Search the data for the string "dark", and report each line where it is found.

### Available records:
■ ■ ■ ■ ■ ■ ■

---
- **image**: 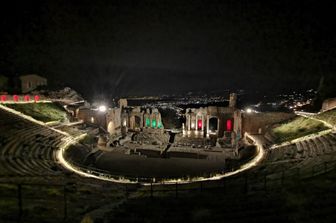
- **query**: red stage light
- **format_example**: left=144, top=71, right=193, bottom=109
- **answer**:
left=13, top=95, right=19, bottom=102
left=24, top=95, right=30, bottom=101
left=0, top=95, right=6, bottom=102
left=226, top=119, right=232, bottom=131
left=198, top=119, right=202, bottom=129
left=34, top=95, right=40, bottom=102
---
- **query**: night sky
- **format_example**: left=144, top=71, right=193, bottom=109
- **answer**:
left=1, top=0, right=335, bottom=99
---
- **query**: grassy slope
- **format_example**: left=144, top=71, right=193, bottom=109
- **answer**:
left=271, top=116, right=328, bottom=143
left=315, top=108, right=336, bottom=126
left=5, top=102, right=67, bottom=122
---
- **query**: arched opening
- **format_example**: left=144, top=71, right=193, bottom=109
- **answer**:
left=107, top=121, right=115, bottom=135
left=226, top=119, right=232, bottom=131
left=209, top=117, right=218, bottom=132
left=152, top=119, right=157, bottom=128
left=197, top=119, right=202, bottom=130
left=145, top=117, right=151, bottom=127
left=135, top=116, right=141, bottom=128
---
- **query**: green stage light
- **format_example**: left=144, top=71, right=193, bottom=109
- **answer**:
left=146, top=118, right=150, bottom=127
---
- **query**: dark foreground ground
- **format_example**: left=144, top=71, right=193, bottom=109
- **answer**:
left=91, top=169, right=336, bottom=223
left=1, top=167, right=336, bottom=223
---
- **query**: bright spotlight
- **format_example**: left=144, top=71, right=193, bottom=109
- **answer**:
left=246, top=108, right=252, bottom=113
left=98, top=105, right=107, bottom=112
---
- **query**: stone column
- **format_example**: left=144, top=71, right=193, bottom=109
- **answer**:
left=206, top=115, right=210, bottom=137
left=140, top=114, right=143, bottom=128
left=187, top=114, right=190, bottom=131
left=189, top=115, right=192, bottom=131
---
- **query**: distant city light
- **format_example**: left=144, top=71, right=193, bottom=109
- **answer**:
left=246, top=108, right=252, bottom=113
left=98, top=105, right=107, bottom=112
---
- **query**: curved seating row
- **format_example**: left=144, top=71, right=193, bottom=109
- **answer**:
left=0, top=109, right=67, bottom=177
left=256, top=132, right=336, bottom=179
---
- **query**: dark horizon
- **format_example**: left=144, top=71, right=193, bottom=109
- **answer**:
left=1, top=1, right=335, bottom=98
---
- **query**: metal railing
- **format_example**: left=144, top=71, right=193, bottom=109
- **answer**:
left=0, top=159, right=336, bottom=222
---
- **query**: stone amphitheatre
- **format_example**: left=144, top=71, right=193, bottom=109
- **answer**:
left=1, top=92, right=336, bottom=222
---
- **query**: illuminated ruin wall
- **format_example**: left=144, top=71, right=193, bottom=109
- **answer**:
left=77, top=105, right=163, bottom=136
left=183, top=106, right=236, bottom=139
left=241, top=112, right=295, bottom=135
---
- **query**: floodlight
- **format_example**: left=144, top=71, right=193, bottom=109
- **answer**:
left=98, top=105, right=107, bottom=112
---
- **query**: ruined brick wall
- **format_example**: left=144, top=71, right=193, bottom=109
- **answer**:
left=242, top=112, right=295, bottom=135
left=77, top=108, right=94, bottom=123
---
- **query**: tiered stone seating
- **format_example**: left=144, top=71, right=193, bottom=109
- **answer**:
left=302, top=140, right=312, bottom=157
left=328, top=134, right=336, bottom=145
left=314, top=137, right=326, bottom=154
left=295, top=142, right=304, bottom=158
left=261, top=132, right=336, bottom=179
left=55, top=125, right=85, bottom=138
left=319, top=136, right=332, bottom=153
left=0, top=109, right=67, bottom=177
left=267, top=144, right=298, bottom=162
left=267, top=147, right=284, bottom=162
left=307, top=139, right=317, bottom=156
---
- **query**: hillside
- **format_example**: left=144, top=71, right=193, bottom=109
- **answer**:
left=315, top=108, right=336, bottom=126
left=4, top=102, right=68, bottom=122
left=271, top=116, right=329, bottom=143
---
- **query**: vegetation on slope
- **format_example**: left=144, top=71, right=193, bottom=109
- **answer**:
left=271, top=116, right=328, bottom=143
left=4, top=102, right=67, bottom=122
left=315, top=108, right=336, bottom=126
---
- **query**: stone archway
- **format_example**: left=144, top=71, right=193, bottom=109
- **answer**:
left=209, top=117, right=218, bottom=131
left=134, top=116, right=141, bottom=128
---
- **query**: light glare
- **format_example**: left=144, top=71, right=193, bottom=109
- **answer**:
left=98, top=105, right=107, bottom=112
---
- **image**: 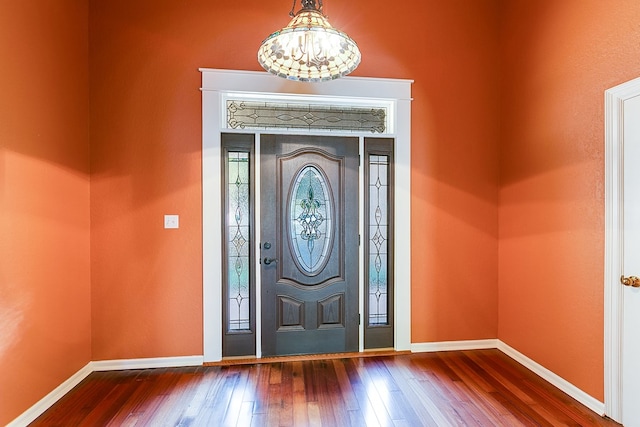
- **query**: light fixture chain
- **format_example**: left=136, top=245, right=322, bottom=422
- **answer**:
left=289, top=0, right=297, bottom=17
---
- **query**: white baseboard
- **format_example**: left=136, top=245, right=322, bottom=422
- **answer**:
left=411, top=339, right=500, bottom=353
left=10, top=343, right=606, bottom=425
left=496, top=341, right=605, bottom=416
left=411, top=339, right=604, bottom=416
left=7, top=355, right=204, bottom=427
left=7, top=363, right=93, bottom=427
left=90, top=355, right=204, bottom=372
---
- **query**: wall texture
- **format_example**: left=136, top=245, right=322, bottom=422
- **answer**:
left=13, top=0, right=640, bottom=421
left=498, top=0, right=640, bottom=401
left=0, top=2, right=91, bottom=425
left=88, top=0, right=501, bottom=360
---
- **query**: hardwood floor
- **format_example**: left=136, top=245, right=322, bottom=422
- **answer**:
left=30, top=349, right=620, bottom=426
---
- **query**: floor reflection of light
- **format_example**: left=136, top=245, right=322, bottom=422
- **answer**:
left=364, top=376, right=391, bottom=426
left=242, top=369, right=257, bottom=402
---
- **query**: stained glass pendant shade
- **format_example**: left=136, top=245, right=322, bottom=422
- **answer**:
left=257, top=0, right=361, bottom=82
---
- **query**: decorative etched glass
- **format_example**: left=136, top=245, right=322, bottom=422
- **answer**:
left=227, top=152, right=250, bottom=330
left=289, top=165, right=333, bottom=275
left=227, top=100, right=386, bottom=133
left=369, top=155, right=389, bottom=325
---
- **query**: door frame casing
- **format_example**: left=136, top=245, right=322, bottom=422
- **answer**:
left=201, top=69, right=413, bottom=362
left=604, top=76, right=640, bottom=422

■ ■ ■ ■ ■ ■ ■

### Exercise output:
- **query**: dark foreground ground
- **query**: dark horizon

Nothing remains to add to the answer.